§ Reading passage:
----

Two Weeks Out of Rehab

May 12, 2012

It’s been rather an upheaval since I came home from rehab – though today is a stellar day because it is our 43rd wedding anniversary.  When I think about what I was doing 43 years ago, I realize how young and inexperienced I was even though I thought I was terribly mature.  I often wonder how I would have handled living in Australia if I had today’s knowledge and experience.  It certainly made me grow up, plus Eddie and I developed a closeness in that tiny farming town that has lasted all these years.  Our life together has been interesting and challenging, I am so grateful Eddie chose to stay when I was diagnosed with RA, as well as all the other things we have had to face.  There are other men who would have left because they weren’t willing to deal with any of it.  So this is a doubly lovely anniversary.

When I left rehab, I came home to the house – I wasn’t sure how it was going to be getting around the house with the walker.   It turned out better than I expected, though I was moving very carefully and slowly.  Unfortunately I had been away 8 weeks and Mom had forgotten I lived there – also mostly had forgotten who I was.  For the next few days she seemed to treat me as if I was made of fine porcelain or spun glass, constantly asking if I was all right.  On Sunday we all packed up and left the house so Brad could start demolition in the bathroom.  We found an adult family home for Mom and I am living at a hotel at the airport – Eddie spends some nights with me and sometimes sleeps at the house – there is water for the bathroom downstairs.  However, we haven’t told Mom that because she would want to come home too.  She is not happy about being at the adult home but there isn’t anything we can do about it.  It looks as if it will be the end of next week before we can come back to the house.  We hated telling her when we saw her yesterday afternoon, she is bored and not happy there.

----

Photo-based referring expression data:
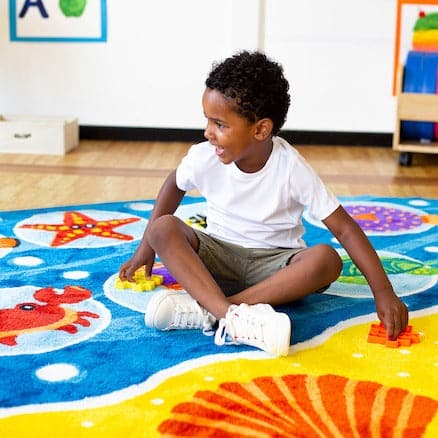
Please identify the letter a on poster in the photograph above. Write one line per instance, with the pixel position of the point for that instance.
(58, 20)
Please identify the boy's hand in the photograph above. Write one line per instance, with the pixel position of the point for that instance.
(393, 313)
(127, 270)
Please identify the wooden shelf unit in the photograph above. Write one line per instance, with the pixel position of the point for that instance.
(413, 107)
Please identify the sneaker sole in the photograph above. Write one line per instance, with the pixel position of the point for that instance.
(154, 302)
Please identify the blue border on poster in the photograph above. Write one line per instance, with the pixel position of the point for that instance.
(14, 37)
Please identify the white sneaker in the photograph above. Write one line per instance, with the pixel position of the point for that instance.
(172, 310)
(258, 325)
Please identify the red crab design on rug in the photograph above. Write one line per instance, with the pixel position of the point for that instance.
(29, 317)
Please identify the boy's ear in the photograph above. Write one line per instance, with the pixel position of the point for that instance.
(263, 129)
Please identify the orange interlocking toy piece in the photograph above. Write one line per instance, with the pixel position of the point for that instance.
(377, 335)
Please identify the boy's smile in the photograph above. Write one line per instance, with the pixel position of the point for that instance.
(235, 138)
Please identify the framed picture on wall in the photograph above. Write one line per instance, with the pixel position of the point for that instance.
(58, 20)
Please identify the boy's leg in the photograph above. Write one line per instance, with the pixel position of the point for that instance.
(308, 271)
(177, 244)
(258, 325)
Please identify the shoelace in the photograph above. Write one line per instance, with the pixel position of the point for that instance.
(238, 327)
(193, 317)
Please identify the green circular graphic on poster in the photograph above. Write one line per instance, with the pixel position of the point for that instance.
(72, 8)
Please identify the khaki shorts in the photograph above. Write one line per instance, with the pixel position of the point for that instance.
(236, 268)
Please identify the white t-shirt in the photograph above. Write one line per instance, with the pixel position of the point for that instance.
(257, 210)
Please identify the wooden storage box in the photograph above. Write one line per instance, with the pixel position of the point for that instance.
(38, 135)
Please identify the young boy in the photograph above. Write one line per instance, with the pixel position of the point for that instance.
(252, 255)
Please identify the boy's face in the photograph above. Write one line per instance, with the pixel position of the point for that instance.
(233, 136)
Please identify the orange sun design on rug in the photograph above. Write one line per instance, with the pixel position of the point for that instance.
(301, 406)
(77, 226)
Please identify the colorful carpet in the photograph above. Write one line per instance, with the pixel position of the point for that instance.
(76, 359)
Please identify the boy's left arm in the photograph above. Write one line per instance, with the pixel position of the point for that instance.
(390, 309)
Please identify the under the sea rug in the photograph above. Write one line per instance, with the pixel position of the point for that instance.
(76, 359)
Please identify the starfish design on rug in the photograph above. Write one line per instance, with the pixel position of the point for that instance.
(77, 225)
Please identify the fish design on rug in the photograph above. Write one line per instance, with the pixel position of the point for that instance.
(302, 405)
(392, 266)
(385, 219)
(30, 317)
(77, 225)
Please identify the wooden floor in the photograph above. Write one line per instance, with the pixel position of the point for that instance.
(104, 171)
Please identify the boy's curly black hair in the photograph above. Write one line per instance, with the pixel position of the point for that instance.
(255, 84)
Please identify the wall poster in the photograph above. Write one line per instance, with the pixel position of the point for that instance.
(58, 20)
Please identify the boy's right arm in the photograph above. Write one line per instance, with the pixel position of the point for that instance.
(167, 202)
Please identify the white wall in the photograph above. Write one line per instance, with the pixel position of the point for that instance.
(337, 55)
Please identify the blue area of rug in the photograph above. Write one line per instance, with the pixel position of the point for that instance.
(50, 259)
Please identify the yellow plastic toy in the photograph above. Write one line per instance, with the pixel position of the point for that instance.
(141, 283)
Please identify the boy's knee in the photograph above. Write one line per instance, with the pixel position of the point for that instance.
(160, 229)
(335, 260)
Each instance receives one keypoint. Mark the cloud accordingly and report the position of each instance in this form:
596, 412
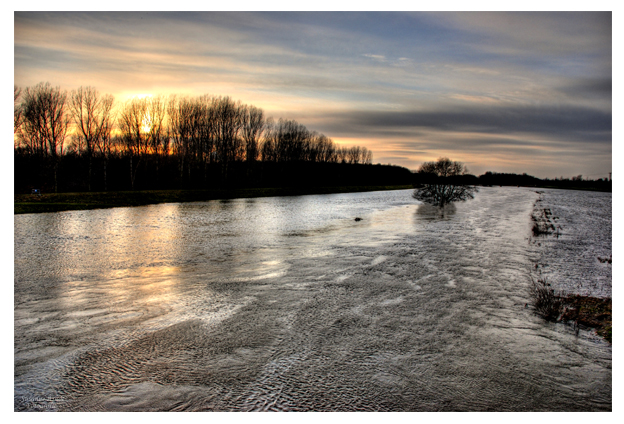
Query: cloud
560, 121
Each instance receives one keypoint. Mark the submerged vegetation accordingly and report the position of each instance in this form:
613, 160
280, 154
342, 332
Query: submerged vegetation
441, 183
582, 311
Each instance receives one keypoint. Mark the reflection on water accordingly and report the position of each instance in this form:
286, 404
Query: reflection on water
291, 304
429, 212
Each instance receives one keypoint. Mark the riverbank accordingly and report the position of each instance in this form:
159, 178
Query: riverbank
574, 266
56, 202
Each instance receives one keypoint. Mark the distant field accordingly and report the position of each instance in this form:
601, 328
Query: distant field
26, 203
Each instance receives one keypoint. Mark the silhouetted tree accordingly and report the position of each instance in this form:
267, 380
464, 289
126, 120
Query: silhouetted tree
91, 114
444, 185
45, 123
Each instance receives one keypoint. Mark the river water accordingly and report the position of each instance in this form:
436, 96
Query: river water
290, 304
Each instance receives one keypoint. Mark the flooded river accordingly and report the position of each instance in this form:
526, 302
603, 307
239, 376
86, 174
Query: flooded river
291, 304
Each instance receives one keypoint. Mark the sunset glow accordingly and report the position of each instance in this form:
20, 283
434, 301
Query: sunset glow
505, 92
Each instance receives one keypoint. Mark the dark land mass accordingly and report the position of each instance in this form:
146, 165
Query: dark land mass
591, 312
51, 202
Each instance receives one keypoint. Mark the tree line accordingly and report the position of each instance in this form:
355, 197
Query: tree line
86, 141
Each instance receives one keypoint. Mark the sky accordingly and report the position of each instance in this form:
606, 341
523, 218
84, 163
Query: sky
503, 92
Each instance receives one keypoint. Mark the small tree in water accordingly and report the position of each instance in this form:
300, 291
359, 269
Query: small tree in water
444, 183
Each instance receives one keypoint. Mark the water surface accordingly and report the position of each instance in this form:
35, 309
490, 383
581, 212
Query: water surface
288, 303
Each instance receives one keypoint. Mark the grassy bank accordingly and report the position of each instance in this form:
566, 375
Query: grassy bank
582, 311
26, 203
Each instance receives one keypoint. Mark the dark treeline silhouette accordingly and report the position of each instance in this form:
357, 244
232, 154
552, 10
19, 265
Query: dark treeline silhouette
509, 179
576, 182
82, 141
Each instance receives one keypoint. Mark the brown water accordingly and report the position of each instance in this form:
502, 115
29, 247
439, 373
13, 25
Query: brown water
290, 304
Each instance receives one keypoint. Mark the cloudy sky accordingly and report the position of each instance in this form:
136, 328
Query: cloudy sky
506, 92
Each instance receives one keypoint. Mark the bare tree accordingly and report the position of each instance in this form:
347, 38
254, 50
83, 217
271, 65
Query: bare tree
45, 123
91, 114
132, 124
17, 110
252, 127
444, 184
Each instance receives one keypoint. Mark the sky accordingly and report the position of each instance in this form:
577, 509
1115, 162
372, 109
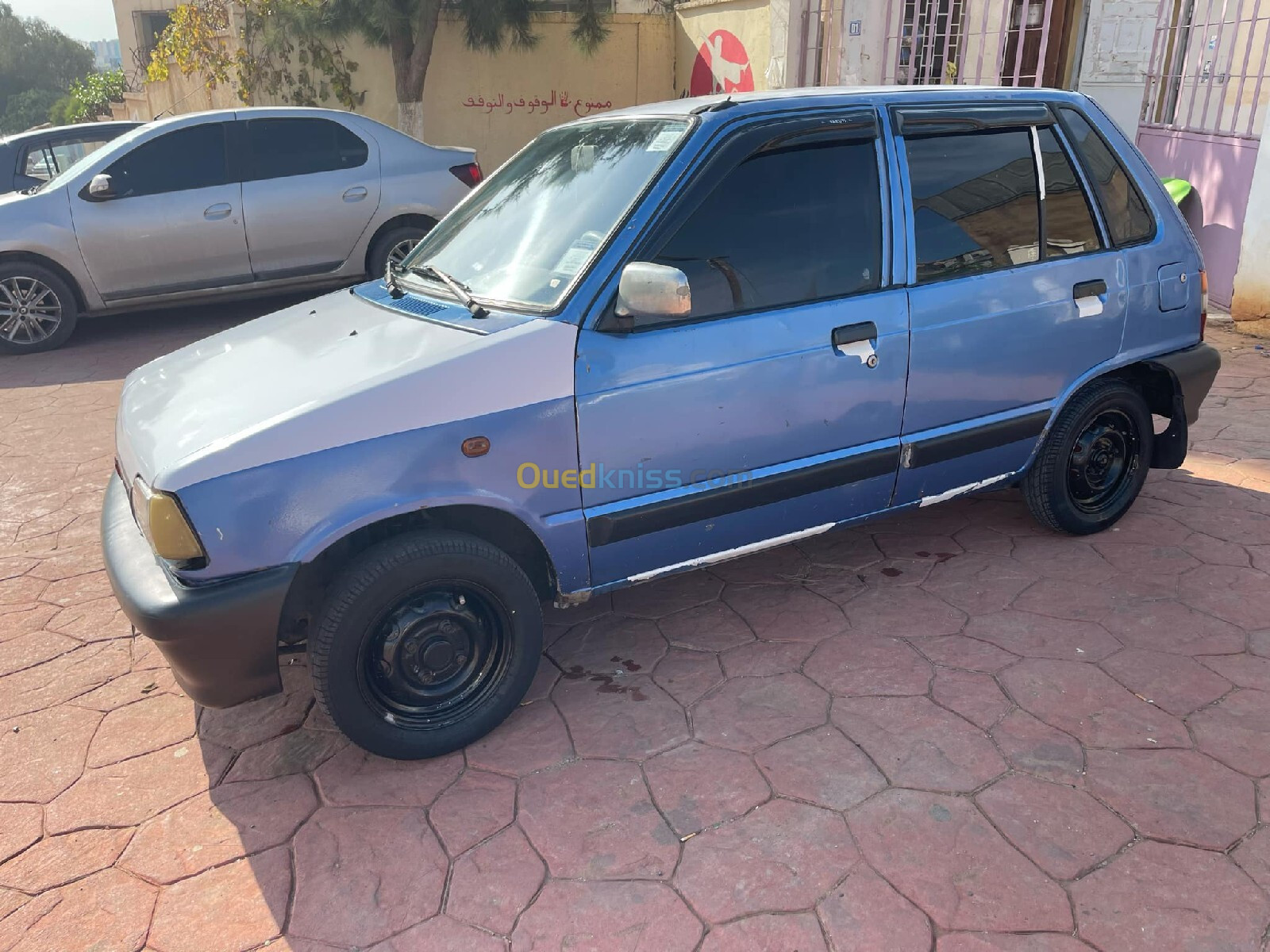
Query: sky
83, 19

----

§ Activities:
(A) Please quote the post about coming home from rehab, starting at "May 12, 2012" and ending at "doubly lovely anniversary.".
(B) According to the post about coming home from rehab, how long had the writer been away?

§ Task-by-task answers:
(A)
May 12, 2012

It’s been rather an upheaval since I came home from rehab – though today is a stellar day because it is our 43rd wedding anniversary.  When I think about what I was doing 43 years ago, I realize how young and inexperienced I was even though I thought I was terribly mature.  I often wonder how I would have handled living in Australia if I had today’s knowledge and experience.  It certainly made me grow up, plus Eddie and I developed a closeness in that tiny farming town that has lasted all these years.  Our life together has been interesting and challenging, I am so grateful Eddie chose to stay when I was diagnosed with RA, as well as all the other things we have had to face.  There are other men who would have left because they weren’t willing to deal with any of it.  So this is a doubly lovely anniversary.

(B) 8 weeks